> _TASK INSTRUCTIONS_:
List every line of the material below that contains the word "plate".

------------------------------------

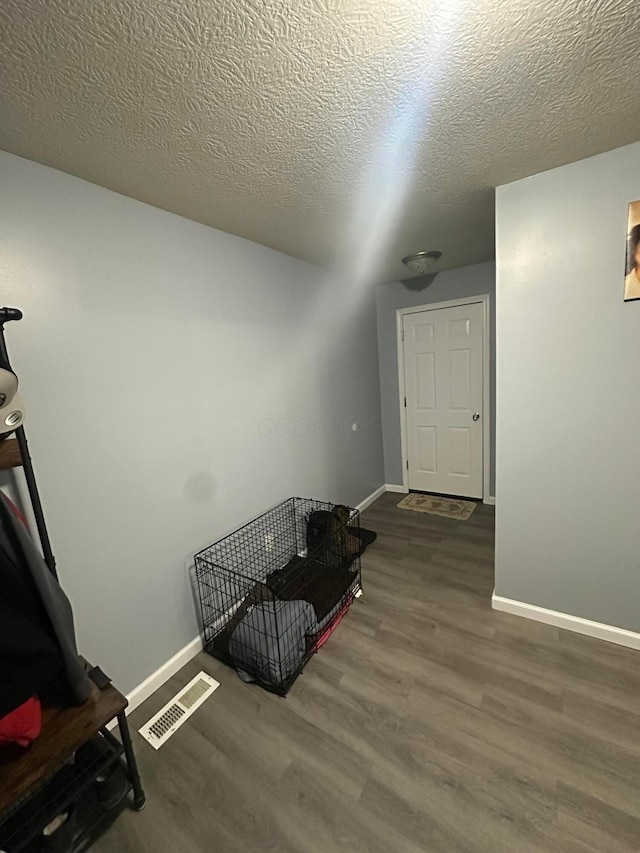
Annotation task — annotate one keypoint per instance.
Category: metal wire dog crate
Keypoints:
(273, 591)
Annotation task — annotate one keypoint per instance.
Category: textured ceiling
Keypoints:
(339, 131)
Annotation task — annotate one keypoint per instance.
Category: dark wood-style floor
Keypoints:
(428, 723)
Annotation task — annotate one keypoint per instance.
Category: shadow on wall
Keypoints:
(419, 283)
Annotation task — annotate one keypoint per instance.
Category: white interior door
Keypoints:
(443, 368)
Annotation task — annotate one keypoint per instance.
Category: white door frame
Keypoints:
(485, 301)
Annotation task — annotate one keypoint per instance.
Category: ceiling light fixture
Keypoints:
(422, 263)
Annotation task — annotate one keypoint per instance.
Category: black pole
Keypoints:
(7, 314)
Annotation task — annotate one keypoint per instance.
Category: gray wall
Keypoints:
(178, 381)
(451, 284)
(568, 467)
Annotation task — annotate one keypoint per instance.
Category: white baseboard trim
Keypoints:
(372, 497)
(142, 692)
(398, 489)
(609, 633)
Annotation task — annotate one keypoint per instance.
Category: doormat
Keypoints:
(446, 507)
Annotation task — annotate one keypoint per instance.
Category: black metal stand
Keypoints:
(6, 315)
(132, 765)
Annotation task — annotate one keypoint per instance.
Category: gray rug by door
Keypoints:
(434, 505)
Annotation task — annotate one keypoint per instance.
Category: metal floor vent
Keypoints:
(173, 715)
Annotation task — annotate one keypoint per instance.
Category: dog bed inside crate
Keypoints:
(272, 592)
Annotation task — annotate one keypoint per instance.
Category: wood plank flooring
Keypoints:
(429, 723)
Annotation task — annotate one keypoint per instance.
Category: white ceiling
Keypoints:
(339, 131)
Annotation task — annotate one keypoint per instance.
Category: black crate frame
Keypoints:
(235, 570)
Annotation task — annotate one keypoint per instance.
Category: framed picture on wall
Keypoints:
(632, 269)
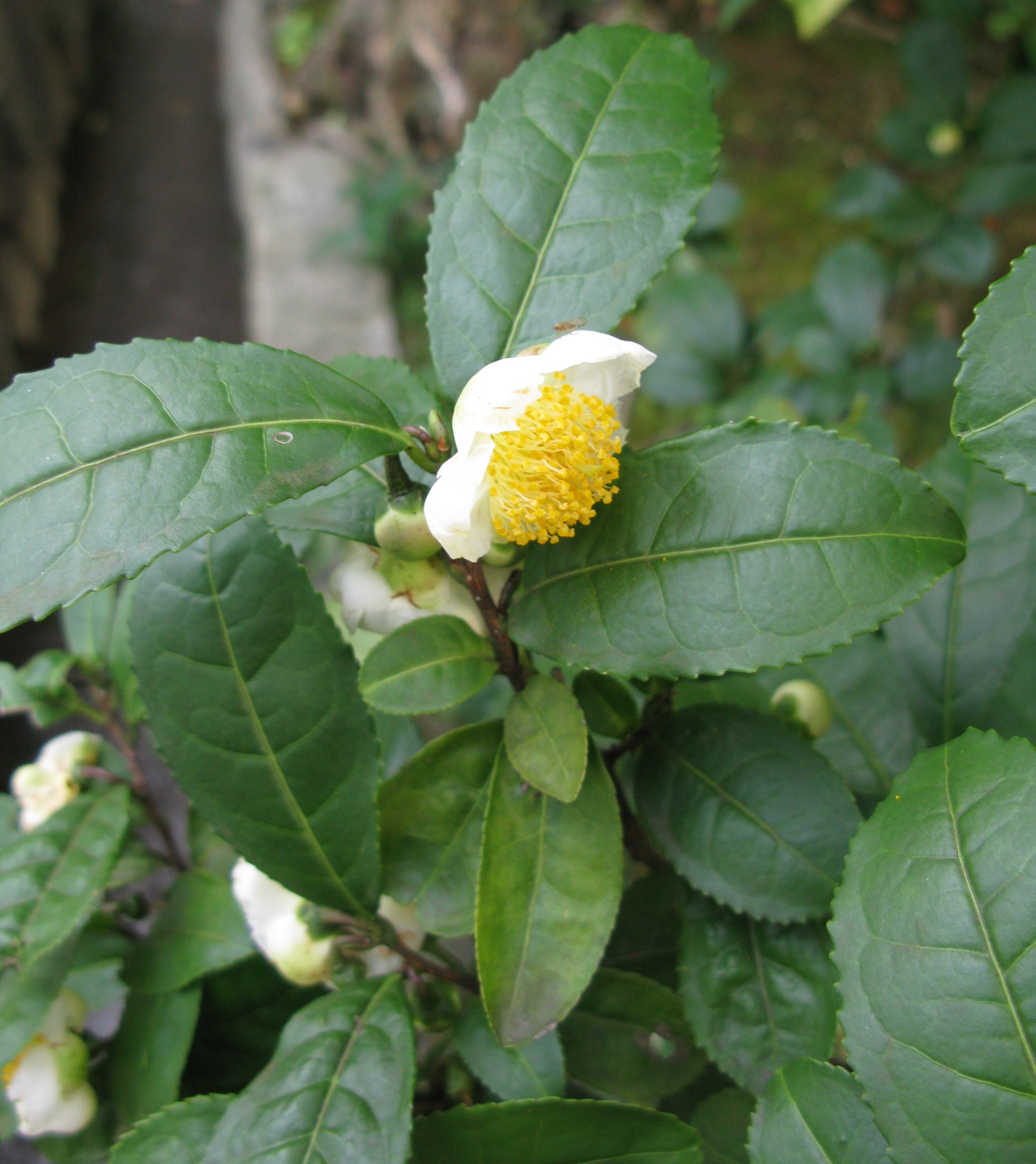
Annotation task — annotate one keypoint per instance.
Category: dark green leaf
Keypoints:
(757, 995)
(813, 1113)
(994, 413)
(738, 547)
(956, 647)
(608, 704)
(646, 935)
(254, 702)
(872, 737)
(723, 1122)
(935, 938)
(851, 287)
(554, 1132)
(148, 1055)
(575, 184)
(180, 1134)
(747, 811)
(628, 1040)
(52, 878)
(428, 665)
(199, 930)
(431, 819)
(546, 738)
(533, 1071)
(134, 451)
(339, 1087)
(549, 890)
(1009, 119)
(244, 1011)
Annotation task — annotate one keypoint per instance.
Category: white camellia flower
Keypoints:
(274, 917)
(537, 438)
(47, 1083)
(380, 593)
(49, 784)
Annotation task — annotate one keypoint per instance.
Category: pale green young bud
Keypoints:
(401, 528)
(804, 704)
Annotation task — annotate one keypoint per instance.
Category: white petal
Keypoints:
(457, 508)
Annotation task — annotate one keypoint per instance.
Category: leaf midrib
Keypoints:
(734, 547)
(1027, 1048)
(340, 1066)
(552, 230)
(259, 731)
(86, 466)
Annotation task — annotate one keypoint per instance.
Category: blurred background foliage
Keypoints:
(878, 172)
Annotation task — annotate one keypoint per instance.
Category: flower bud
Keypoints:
(805, 704)
(48, 1082)
(401, 528)
(277, 920)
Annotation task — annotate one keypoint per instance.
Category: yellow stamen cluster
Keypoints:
(552, 472)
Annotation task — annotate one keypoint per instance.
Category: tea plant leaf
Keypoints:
(956, 647)
(813, 1113)
(253, 700)
(757, 995)
(628, 1040)
(738, 547)
(130, 452)
(431, 817)
(532, 1071)
(199, 930)
(339, 1087)
(549, 890)
(994, 413)
(428, 665)
(747, 811)
(53, 878)
(554, 1132)
(574, 185)
(546, 738)
(936, 944)
(180, 1134)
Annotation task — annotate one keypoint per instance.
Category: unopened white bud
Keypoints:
(275, 919)
(805, 704)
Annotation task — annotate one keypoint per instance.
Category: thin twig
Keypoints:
(506, 652)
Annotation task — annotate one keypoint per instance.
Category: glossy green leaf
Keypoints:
(554, 1132)
(738, 547)
(431, 819)
(955, 647)
(813, 1113)
(134, 451)
(646, 935)
(549, 890)
(52, 878)
(872, 737)
(757, 995)
(244, 1011)
(180, 1134)
(575, 184)
(546, 737)
(935, 940)
(722, 1120)
(608, 704)
(747, 811)
(428, 665)
(147, 1057)
(201, 929)
(628, 1040)
(253, 700)
(532, 1071)
(339, 1087)
(994, 413)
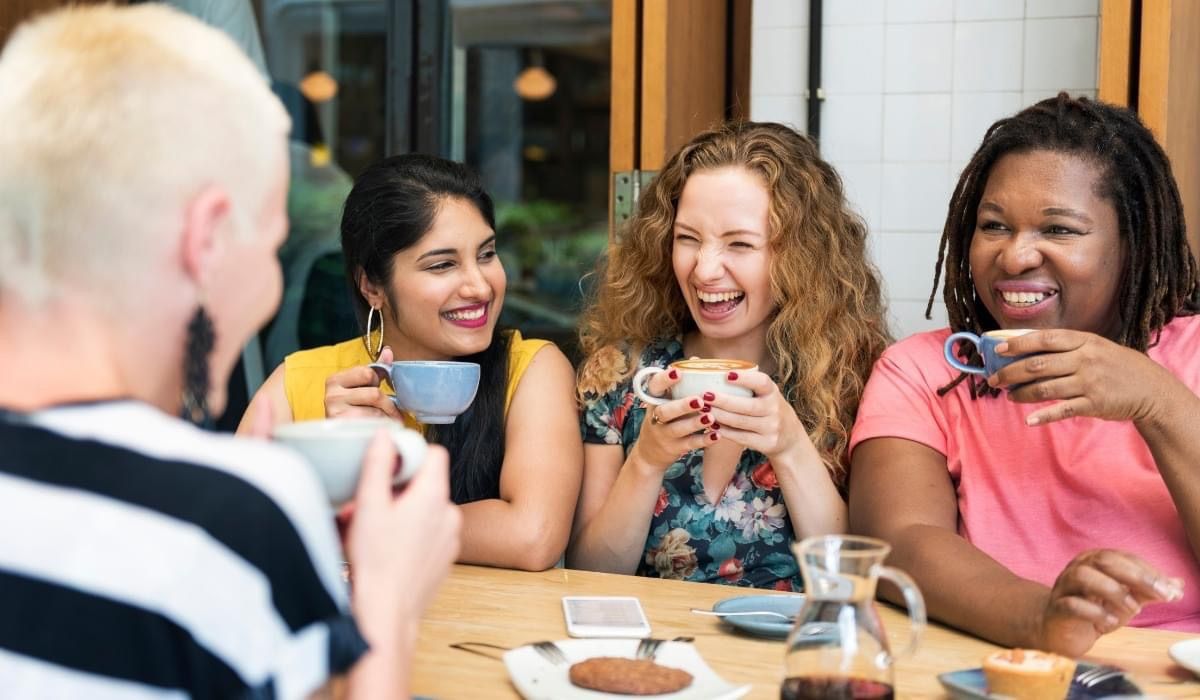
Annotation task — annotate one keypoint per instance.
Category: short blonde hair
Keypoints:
(112, 119)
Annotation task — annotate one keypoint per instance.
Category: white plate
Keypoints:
(1187, 654)
(538, 678)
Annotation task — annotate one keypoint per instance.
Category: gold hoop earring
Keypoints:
(378, 350)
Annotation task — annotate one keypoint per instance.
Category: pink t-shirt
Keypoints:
(1036, 497)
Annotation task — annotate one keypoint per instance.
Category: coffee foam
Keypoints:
(1008, 333)
(713, 365)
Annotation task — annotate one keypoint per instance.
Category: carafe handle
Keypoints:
(912, 600)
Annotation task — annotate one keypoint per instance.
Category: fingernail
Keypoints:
(1171, 590)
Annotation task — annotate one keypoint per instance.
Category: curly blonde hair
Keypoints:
(829, 327)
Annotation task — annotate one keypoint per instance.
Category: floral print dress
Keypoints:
(743, 539)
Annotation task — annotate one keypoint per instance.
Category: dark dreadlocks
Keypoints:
(1159, 281)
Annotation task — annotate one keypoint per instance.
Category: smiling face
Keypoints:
(1047, 250)
(720, 252)
(445, 292)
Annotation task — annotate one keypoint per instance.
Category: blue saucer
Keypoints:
(971, 684)
(761, 624)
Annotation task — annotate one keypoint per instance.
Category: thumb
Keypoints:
(378, 464)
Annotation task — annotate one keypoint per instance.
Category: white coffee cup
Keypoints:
(696, 376)
(335, 448)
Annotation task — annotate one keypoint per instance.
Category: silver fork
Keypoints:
(1097, 675)
(550, 651)
(648, 647)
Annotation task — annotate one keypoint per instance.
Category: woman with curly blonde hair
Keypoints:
(743, 247)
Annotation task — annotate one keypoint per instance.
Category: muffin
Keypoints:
(1029, 675)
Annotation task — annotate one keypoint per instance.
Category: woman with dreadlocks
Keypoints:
(1057, 500)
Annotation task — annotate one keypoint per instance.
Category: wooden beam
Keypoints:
(683, 73)
(1116, 41)
(1169, 94)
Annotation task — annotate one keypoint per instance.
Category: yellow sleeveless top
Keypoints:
(306, 371)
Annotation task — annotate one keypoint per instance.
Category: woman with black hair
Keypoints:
(1057, 500)
(419, 240)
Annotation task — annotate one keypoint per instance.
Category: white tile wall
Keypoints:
(976, 10)
(988, 55)
(852, 59)
(906, 11)
(1061, 53)
(1062, 7)
(911, 85)
(835, 12)
(917, 127)
(917, 58)
(972, 114)
(778, 13)
(851, 129)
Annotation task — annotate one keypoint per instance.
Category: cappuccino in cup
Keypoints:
(696, 376)
(987, 345)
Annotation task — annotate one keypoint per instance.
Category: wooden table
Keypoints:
(514, 608)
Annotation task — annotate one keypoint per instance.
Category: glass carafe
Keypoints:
(838, 648)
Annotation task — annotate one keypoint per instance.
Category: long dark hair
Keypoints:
(390, 209)
(1159, 281)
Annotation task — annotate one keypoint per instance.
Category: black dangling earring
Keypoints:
(201, 337)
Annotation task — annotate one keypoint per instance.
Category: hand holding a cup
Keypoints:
(672, 426)
(355, 393)
(762, 420)
(1086, 375)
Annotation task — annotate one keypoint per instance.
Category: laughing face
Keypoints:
(720, 252)
(447, 291)
(1047, 250)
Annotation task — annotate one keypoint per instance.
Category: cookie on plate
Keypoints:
(628, 676)
(1029, 675)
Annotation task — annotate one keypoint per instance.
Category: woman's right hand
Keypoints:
(1099, 592)
(672, 429)
(355, 393)
(400, 546)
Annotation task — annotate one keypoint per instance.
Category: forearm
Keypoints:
(814, 503)
(385, 670)
(965, 587)
(1174, 442)
(615, 538)
(499, 533)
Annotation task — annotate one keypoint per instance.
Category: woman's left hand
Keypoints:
(1086, 374)
(765, 423)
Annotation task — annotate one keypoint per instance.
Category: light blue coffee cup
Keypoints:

------------------------------------

> _SOLUTION FOR THIS EXERCISE_:
Category: white plate
Category: cookie on plate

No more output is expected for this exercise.